***** Texte fourni

Le 18 juillet, le premier président de l’Afrique du Sud démocratique (1994-1999) doit souffler sa quatre-vingt-quinzième bougie. Mais cet anniversaire semblait encore loin, samedi 30 mars, au moment où Nelson Mandela entamait sa troisième journée d’hospitalisation pour le traitement d’une infection pulmonaire récurrente.
La veille, la présidence sud-africaine avait assuré dans un nouveau communiqué qu’il faisait des « progrès constants », avait « bon moral » et avait pris « un petit déjeuner complet ». L’inquiétude autour de l’état de santé de « Madiba », du nom de son clan, est montée d’un cran en Afrique du Sud car c’est sa troisième hospitalisation en trois mois. En décembre 2012, il avait passé dix jours à l’hôpital pour traiter une infection pulmonaire. Début mars, il y avait été admis pour subir des examens de routine avant de ressortir le lendemain.

**********
***** Enregistrements du corpus

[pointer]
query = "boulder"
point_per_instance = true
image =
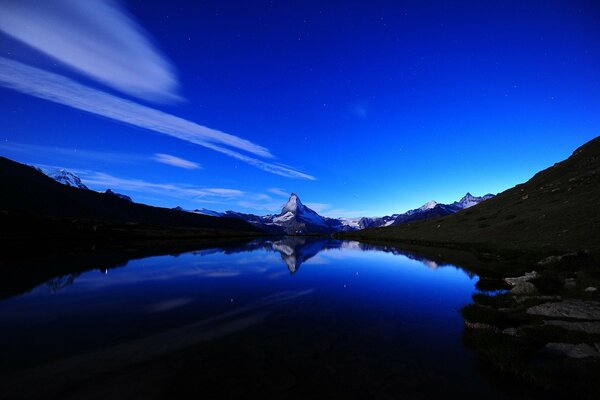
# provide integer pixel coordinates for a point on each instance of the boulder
(576, 309)
(521, 279)
(581, 350)
(590, 327)
(524, 289)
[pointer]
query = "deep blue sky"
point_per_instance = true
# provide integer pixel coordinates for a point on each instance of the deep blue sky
(388, 104)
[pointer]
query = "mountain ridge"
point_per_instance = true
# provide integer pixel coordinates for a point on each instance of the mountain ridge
(554, 211)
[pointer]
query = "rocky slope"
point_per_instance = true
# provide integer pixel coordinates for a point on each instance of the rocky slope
(555, 211)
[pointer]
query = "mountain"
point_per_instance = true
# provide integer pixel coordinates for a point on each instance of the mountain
(68, 178)
(35, 205)
(554, 211)
(431, 209)
(63, 176)
(296, 218)
(119, 195)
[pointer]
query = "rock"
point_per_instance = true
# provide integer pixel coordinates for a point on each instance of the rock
(524, 289)
(580, 326)
(510, 331)
(581, 350)
(521, 279)
(523, 299)
(576, 309)
(568, 260)
(570, 283)
(478, 325)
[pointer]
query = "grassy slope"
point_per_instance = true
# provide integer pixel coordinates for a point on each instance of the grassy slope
(555, 211)
(33, 205)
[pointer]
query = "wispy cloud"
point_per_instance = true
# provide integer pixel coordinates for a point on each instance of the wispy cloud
(53, 87)
(175, 161)
(64, 152)
(327, 210)
(97, 38)
(187, 192)
(278, 192)
(319, 207)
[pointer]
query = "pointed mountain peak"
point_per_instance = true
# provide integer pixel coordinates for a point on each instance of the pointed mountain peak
(292, 204)
(429, 205)
(467, 197)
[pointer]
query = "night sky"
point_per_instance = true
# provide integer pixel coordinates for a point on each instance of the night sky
(361, 107)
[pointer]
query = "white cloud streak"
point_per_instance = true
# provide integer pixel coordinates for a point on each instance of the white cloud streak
(94, 37)
(59, 89)
(102, 180)
(64, 152)
(175, 161)
(278, 192)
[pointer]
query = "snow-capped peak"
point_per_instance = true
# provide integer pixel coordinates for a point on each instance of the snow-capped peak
(429, 205)
(469, 200)
(63, 176)
(292, 204)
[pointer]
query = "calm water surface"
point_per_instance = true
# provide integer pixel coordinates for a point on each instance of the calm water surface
(282, 318)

**********

• Consigne à suivre
Rédigez la suite du texte sur l'hospitalisation de Nelson Mandela, en reprenant juste après sa dernière phrase.

• Résultat obtenu
Ses problèmes respiratoires remontent à son incarcération sur l’île de Robben Island, au large du Cap. Il avait contracté la tuberculose au cours des vingt-sept années passées derrière les barreaux pour s’être opposé au régime de l’apartheid, oppresseur de la majorité noire du pays.
« Je ne pense pas que les gens doivent paniquer et j’ajoute même, calmons notre anxiété, il réagit très bien et il est entre de bonnes mains, avec de très bons médecins », avait insisté, jeudi soir, l’actuel président, Jacob Zuma.
Il est toutefois très difficile d’évaluer la gravité de l’état de santé de Nelson Mandela. L’accès aux informations est verrouillé, limité à un communiqué quotidien sommaire. En décembre 2012, son opération pour retirer des calculs biliaires avait été annoncée après coup.
Les autorités justifient ce contrôle strict par la nécessité de respecter la vie privée de l’ex-chef d’Etat. Le lieu de son hospitalisation – Johannesburg ? Pretoria ? – n’a pas été révélé. Cette stratégie favorise les spéculations, mais la présidence sud-africaine tente aussi de faire face à la frénésie qui s’empare des médias à chaque alerte de santé de l’une des dernières icônes du XXe siècle.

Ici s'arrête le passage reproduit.